** Selected excerpt **
/---
Canada looked far better from far away; now, Shaffiq longs to crowd into “a city bus with a hundred Indian men” again. But just as he’s questioning his move to Canada, he encounters Toronto-born Nasreen Bastawala, a therapist in the same hospital. As a contemporary of Shaffiq’s ethnicity and a successful Canadian professional, Nasreen appears to be the Canadian migrant’s dream gone right. Shaffiq develops a fascination with Nasreen, and starts purloining small objects–a dropped earring, a discarded travel itinerary-from her workplace.

Nasreen is initially too preoccupied with her troubles to notice Shaffiq. She’s just lost her mother to cancer, her father seems increasingly needy, and her girlfriend (now her ex) cheated on her. But when Nasreen enrolls for Gujarati classes with Salma, her intersection with the couple takes on a unforeseen dimension. Salma is attracted to Nasreen, and the discovery that Nasreen is lesbian opens up a world of sexual possibility inconceivable in conservative India. All kinds of complications-all touching, all believable, mostly hilarious-ensue when Salma impulsively acts upon her feelings.
\---
** Raw data **
/---
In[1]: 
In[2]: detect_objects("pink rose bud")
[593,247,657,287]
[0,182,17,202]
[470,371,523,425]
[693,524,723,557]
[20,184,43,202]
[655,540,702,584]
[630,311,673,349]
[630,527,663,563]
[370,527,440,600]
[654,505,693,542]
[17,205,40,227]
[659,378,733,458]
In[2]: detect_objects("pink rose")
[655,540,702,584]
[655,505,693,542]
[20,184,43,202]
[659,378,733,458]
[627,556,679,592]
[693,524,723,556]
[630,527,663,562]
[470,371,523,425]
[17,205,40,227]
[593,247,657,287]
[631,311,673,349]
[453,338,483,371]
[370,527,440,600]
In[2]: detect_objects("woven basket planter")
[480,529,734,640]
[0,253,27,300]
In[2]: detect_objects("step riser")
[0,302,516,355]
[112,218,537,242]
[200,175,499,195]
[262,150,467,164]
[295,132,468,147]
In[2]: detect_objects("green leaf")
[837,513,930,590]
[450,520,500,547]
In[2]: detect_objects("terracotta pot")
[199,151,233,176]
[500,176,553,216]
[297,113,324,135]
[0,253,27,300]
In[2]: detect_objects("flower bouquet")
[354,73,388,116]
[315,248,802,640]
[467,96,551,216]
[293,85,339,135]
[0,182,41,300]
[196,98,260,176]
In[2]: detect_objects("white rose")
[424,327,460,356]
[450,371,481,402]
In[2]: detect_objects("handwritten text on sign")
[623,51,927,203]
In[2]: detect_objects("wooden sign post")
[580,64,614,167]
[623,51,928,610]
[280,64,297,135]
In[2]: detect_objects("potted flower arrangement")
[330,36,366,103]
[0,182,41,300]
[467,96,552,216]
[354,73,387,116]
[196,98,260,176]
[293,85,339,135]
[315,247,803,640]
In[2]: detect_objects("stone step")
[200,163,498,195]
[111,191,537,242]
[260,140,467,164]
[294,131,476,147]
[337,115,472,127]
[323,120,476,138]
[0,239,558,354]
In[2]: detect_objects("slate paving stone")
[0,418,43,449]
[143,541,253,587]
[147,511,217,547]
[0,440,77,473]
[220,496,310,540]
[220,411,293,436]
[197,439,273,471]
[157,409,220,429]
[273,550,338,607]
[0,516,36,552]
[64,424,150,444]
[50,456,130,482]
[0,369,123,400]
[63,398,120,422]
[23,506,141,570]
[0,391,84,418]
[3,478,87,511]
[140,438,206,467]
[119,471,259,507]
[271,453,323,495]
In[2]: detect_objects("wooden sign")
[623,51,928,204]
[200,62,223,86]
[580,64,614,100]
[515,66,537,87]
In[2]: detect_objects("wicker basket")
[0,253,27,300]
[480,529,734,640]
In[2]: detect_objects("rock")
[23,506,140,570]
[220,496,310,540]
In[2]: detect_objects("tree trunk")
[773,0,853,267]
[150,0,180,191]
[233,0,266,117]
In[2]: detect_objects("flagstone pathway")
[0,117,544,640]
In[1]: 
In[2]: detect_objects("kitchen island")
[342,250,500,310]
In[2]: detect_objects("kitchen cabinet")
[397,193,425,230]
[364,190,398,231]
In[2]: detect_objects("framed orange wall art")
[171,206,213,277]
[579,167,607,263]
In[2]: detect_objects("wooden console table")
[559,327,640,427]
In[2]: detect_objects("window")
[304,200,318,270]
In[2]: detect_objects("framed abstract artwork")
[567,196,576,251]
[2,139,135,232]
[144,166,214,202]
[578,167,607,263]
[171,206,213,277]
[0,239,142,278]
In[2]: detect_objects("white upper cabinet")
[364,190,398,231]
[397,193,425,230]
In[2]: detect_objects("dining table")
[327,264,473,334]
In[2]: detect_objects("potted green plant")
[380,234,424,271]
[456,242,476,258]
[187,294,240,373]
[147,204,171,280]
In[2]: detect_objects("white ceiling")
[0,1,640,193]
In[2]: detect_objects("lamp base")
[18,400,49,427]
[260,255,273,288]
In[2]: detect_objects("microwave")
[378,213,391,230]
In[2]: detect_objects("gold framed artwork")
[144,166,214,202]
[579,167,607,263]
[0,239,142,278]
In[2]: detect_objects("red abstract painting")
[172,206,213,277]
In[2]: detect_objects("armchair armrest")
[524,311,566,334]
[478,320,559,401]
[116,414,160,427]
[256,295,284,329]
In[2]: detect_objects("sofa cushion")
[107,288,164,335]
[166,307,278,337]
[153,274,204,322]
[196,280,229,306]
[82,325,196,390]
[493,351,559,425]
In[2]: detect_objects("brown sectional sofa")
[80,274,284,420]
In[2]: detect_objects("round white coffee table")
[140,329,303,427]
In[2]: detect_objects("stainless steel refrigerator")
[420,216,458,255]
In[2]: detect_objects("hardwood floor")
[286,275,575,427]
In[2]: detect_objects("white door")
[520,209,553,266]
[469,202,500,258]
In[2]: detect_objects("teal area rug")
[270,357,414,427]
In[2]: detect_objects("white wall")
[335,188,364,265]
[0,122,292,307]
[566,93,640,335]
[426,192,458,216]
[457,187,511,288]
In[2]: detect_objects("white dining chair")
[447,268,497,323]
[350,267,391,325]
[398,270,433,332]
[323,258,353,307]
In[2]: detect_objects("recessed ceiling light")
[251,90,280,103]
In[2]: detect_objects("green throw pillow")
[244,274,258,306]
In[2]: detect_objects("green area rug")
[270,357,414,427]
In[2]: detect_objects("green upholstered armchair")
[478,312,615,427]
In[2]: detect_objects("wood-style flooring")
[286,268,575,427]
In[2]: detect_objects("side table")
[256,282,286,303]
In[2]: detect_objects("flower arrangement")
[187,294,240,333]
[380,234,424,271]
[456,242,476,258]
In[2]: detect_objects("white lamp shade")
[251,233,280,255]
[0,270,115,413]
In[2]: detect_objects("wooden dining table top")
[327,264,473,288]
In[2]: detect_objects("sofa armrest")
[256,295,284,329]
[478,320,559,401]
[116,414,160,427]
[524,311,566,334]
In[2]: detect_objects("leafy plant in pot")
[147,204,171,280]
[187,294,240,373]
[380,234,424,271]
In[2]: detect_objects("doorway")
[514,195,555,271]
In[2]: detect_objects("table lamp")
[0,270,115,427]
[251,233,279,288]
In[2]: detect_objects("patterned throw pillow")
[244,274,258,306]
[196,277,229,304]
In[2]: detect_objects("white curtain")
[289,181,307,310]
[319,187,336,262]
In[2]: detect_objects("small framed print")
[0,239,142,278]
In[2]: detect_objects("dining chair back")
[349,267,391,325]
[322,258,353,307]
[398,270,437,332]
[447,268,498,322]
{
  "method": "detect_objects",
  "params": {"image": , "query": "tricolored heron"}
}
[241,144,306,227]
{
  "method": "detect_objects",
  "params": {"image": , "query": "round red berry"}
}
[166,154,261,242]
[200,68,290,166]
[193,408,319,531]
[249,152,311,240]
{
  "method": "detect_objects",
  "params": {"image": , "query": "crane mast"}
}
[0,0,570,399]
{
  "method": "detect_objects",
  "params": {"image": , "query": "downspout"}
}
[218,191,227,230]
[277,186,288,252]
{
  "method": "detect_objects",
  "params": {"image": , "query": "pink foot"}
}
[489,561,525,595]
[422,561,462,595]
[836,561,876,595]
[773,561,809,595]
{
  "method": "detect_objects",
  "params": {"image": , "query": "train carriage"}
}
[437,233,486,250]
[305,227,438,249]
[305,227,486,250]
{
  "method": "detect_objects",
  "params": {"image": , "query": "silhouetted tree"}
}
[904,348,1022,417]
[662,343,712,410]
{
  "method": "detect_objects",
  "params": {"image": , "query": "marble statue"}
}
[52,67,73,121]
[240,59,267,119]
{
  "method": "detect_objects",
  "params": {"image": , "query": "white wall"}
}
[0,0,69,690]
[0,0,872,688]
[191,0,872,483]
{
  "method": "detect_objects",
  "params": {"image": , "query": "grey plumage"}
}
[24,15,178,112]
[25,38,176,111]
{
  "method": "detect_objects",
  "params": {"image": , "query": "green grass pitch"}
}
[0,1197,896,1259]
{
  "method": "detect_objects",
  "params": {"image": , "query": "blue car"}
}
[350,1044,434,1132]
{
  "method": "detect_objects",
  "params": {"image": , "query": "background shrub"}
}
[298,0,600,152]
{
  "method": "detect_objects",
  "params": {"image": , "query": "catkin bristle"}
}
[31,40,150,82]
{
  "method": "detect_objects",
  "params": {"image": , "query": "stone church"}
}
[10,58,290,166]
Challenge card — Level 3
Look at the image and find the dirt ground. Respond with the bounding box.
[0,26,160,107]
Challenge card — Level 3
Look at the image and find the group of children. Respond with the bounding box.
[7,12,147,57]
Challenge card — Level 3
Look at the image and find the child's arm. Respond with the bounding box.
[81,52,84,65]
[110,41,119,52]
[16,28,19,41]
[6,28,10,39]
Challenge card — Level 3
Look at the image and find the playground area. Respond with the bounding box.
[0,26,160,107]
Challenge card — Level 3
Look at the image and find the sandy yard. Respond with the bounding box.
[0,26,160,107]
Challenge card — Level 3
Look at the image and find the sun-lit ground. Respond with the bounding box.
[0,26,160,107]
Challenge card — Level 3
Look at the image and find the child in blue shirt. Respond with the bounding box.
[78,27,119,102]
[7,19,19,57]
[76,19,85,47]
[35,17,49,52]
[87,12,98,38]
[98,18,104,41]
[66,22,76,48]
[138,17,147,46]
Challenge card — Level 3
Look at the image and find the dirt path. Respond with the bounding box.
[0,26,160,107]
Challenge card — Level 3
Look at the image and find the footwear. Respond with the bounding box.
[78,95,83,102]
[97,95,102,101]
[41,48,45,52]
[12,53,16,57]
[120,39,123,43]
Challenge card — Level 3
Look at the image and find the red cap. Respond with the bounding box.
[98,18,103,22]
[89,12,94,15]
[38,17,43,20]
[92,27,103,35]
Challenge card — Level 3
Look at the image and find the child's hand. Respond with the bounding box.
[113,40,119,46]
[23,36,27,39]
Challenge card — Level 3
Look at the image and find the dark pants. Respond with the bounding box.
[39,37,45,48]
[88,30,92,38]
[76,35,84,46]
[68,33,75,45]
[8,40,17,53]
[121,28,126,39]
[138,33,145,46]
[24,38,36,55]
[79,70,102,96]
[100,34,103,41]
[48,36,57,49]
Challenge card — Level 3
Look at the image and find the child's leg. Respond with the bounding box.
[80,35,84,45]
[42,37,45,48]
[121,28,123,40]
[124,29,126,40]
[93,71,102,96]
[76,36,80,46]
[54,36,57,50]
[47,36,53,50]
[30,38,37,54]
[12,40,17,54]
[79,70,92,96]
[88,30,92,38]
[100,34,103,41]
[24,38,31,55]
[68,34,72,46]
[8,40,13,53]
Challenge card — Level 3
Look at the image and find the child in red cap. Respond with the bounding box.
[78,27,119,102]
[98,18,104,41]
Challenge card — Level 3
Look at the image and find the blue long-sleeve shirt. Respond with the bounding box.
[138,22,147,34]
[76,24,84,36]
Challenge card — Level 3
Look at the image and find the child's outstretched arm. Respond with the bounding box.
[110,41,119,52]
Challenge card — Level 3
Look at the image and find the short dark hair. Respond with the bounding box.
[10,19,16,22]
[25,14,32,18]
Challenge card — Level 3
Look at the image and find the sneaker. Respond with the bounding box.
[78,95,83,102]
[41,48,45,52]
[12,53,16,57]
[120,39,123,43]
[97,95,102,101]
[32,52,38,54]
\---
Reproduce the passage about Shaffiq, Nasreen and Salma word for word, everything from "Nasreen is initially" down to "upon her feelings.".

Nasreen is initially too preoccupied with her troubles to notice Shaffiq. She’s just lost her mother to cancer, her father seems increasingly needy, and her girlfriend (now her ex) cheated on her. But when Nasreen enrolls for Gujarati classes with Salma, her intersection with the couple takes on a unforeseen dimension. Salma is attracted to Nasreen, and the discovery that Nasreen is lesbian opens up a world of sexual possibility inconceivable in conservative India. All kinds of complications-all touching, all believable, mostly hilarious-ensue when Salma impulsively acts upon her feelings.